(Records from a collection)
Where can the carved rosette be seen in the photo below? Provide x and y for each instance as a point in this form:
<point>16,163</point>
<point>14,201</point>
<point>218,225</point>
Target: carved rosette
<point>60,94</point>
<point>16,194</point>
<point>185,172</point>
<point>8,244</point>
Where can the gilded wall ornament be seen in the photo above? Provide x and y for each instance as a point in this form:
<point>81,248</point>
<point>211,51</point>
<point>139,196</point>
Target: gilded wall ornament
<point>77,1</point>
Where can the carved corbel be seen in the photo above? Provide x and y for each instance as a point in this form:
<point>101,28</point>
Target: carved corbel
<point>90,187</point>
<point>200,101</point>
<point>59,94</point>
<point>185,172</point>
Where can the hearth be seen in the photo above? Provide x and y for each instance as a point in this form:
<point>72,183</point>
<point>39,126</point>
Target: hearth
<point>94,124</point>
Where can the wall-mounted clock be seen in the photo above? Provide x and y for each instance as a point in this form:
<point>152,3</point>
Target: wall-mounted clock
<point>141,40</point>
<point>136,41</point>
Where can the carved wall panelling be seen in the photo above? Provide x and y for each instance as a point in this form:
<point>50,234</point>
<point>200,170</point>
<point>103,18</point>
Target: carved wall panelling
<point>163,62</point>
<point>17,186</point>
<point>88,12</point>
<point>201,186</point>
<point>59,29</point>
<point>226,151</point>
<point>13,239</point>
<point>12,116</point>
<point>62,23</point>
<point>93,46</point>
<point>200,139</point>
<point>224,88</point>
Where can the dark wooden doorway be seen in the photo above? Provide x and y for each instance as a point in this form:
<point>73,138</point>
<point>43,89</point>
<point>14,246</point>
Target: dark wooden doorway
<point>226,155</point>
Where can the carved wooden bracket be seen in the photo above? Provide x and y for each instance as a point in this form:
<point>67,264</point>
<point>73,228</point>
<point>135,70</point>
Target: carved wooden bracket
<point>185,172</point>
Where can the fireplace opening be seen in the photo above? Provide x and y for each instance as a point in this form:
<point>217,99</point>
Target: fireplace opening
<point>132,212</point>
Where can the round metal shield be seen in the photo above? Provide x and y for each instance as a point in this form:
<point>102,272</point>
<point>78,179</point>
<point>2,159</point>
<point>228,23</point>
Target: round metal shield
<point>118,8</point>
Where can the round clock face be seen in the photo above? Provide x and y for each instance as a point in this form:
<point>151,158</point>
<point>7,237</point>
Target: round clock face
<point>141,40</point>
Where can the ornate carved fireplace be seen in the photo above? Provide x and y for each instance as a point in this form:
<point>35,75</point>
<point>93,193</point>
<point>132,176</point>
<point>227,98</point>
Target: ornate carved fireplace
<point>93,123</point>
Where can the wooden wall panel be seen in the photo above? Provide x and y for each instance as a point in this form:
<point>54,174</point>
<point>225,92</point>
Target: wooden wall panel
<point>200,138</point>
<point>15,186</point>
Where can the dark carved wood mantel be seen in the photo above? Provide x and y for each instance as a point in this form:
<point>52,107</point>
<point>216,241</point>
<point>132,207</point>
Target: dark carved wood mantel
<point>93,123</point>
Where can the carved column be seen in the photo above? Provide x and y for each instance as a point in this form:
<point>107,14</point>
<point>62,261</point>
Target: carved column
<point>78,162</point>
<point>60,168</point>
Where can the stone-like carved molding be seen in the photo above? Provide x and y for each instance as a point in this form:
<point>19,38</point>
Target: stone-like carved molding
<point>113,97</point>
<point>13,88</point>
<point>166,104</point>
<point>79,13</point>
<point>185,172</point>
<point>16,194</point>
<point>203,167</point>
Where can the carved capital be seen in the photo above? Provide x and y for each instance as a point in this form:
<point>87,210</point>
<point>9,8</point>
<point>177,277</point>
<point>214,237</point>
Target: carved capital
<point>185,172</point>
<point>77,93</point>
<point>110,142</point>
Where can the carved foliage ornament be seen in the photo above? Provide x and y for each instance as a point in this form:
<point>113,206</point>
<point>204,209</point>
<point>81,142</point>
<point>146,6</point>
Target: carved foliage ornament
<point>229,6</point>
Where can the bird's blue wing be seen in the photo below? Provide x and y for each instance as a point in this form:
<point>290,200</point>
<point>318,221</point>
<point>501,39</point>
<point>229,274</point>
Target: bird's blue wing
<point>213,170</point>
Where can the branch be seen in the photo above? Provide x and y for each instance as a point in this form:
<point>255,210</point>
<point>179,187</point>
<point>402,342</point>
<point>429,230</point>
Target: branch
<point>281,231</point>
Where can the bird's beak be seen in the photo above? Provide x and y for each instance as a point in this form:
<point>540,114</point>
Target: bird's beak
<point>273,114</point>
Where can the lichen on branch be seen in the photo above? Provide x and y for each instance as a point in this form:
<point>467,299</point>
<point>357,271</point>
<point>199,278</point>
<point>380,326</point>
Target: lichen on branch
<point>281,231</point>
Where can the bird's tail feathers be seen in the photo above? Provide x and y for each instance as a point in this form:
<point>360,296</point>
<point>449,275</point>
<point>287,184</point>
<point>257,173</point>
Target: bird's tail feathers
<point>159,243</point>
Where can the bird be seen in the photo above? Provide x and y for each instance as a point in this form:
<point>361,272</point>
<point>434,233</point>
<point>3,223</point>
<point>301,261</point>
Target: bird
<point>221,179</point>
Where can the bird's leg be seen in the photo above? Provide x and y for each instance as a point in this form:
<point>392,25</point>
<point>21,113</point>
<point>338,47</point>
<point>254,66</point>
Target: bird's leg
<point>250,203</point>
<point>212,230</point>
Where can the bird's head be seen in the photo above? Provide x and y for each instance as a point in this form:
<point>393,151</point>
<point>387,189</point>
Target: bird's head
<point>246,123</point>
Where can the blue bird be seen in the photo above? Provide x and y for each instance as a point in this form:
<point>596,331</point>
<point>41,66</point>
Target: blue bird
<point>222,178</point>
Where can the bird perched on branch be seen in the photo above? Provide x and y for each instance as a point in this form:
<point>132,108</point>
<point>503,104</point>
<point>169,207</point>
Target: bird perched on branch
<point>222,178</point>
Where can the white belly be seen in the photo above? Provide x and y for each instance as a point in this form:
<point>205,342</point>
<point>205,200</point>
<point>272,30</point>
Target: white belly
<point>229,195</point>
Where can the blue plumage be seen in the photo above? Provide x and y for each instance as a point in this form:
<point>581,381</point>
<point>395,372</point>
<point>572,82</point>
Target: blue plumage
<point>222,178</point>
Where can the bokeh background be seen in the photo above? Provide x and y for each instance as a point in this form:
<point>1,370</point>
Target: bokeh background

* _GIVEN EXERCISE_
Rewrite all of the items above, swapping "for each instance" for "for every instance" wherever it occurs and leaving everything else as it is.

* _TASK OUTPUT_
Where can the carved rosette be seen in the photo below? Provide x and y for every instance as a point in this form:
<point>16,163</point>
<point>14,201</point>
<point>218,225</point>
Target: carved rosette
<point>60,94</point>
<point>16,194</point>
<point>185,172</point>
<point>8,244</point>
Where can the gilded wall ornament be seen in the photo above? Provide x and y for every instance as a point in this form:
<point>81,248</point>
<point>211,51</point>
<point>139,196</point>
Target: gilded wall ornament
<point>77,1</point>
Where can the carved corbel be seen in the photo above? Provide x and y for every instance as a point in this form:
<point>101,28</point>
Target: carved corbel
<point>90,187</point>
<point>200,101</point>
<point>59,94</point>
<point>185,172</point>
Where can the hearth be seen in the photo above? Provide x and y for every instance as a point in this form:
<point>72,183</point>
<point>39,126</point>
Target: hearth
<point>94,124</point>
Where can the wall-mounted clock be seen in the photo above? Provide x and y for every instance as a point in this form:
<point>152,3</point>
Target: wall-mounted clock
<point>141,40</point>
<point>136,41</point>
Where can the carved wall panelling be seen in the photo above? Provide x and y for every instance as a point in this form:
<point>50,234</point>
<point>200,170</point>
<point>103,18</point>
Target: carved wall panelling
<point>163,62</point>
<point>17,186</point>
<point>88,12</point>
<point>201,186</point>
<point>59,29</point>
<point>226,151</point>
<point>13,239</point>
<point>12,116</point>
<point>62,23</point>
<point>93,46</point>
<point>200,139</point>
<point>224,88</point>
Where can the dark wooden doorway be seen in the photo above? Provide x and y for every instance as a point in this form:
<point>73,138</point>
<point>43,89</point>
<point>14,246</point>
Target: dark wooden doorway
<point>226,155</point>
Where can the carved wooden bracket be seen in the photo above? Provide x and y for every instance as a point in this form:
<point>67,264</point>
<point>73,228</point>
<point>135,70</point>
Target: carved wooden bracket
<point>185,172</point>
Where can the fireplace opening be seen in the photo above? Provide x and y for every instance as a point in this form:
<point>217,99</point>
Target: fireplace opening
<point>132,212</point>
Where can the round metal shield be seen in the photo above? Provide x and y for every instance as a point in this form:
<point>102,272</point>
<point>78,179</point>
<point>2,159</point>
<point>228,23</point>
Target: round metal shield
<point>118,8</point>
Where can the round clock face be seen in the photo above? Provide x and y for every instance as a point in this form:
<point>151,158</point>
<point>7,237</point>
Target: round clock face
<point>141,40</point>
Where can the ornate carved fireplace be seen in the photo above? Provide x and y for every instance as a point in this form:
<point>35,75</point>
<point>93,193</point>
<point>132,176</point>
<point>227,98</point>
Target: ornate carved fireplace
<point>93,123</point>
Where can the wooden wall panel be seen in the photo above? Provide x and y for every instance as a point in this form:
<point>54,174</point>
<point>225,92</point>
Target: wooden wall panel
<point>200,138</point>
<point>15,186</point>
Where can the dark carved wood mantel be seen in the photo above? Provide x and y for every instance as a point in this form:
<point>52,107</point>
<point>216,241</point>
<point>132,207</point>
Target: dark carved wood mantel
<point>93,123</point>
Where can the carved column be seen in the photo above? Provide x and y for every instance as a point in this form:
<point>107,14</point>
<point>62,261</point>
Target: carved column
<point>78,162</point>
<point>60,168</point>
Where can the stone-like carved molding be seen in the photo above? Provide x and y for every instance as a point in this form:
<point>19,38</point>
Target: stone-like carved molding
<point>113,97</point>
<point>13,88</point>
<point>166,104</point>
<point>79,13</point>
<point>185,172</point>
<point>16,194</point>
<point>203,167</point>
Where can the carved capital be seen in the photo above? Provide x and y for every instance as a point in this form:
<point>87,210</point>
<point>9,8</point>
<point>177,277</point>
<point>214,237</point>
Target: carved capital
<point>185,172</point>
<point>77,93</point>
<point>110,142</point>
Where can the carved foliage ornament be seen in the photo above? Provide x and y for every instance as a point in this form:
<point>113,206</point>
<point>204,209</point>
<point>81,142</point>
<point>146,6</point>
Target: carved foliage ornament
<point>229,6</point>
Where can the bird's blue wing be seen in the photo below? Provide x and y for every instance as a point in this form:
<point>290,200</point>
<point>318,221</point>
<point>501,39</point>
<point>229,274</point>
Target: bird's blue wing
<point>213,170</point>
Where can the branch be seen in the photo above? Provide x and y for every instance as a point in this form:
<point>255,210</point>
<point>179,187</point>
<point>402,342</point>
<point>429,230</point>
Target: branch
<point>281,231</point>
Where can the bird's beak be seen in the photo above? Provide x and y for every instance as a point in this form:
<point>540,114</point>
Target: bird's beak
<point>273,114</point>
Where can the lichen on branch be seen in the photo above? Provide x and y for every instance as a point in this form:
<point>467,299</point>
<point>357,271</point>
<point>199,278</point>
<point>380,326</point>
Target: lichen on branch
<point>281,231</point>
Where can the bird's tail feathers be seen in the photo above? Provide x and y for every instance as a point in this form:
<point>360,296</point>
<point>449,275</point>
<point>287,184</point>
<point>257,173</point>
Target: bird's tail feathers
<point>159,243</point>
Where can the bird be seen in the photo above? Provide x and y for every instance as a point in this form:
<point>361,272</point>
<point>434,233</point>
<point>3,223</point>
<point>301,261</point>
Target: bird
<point>221,179</point>
Where can the bird's leg be seen in the photo above? Provide x and y for every instance as a point in this form:
<point>392,25</point>
<point>21,113</point>
<point>338,47</point>
<point>254,66</point>
Target: bird's leg
<point>250,203</point>
<point>212,230</point>
Where can the bird's head be seen in the photo above? Provide x and y for every instance as a point in this form:
<point>393,151</point>
<point>387,189</point>
Target: bird's head
<point>246,123</point>
Where can the blue bird be seen in the photo above? Provide x and y for every instance as a point in this form:
<point>596,331</point>
<point>41,66</point>
Target: blue bird
<point>222,178</point>
Where can the bird perched on branch be seen in the photo above? Provide x and y for every instance as a point in this form:
<point>132,108</point>
<point>503,104</point>
<point>169,207</point>
Target: bird perched on branch
<point>222,178</point>
Where can the white belly be seen in the photo above? Provide x and y for every instance as a point in this form:
<point>205,342</point>
<point>205,200</point>
<point>272,30</point>
Target: white belly
<point>229,195</point>
Where can the blue plumage be seen in the photo above? Provide x and y for every instance as a point in this form:
<point>581,381</point>
<point>395,372</point>
<point>572,82</point>
Target: blue plumage
<point>222,178</point>
Where can the bokeh background be seen in the photo above? Provide x and y for every instance as a point in this form:
<point>1,370</point>
Target: bokeh background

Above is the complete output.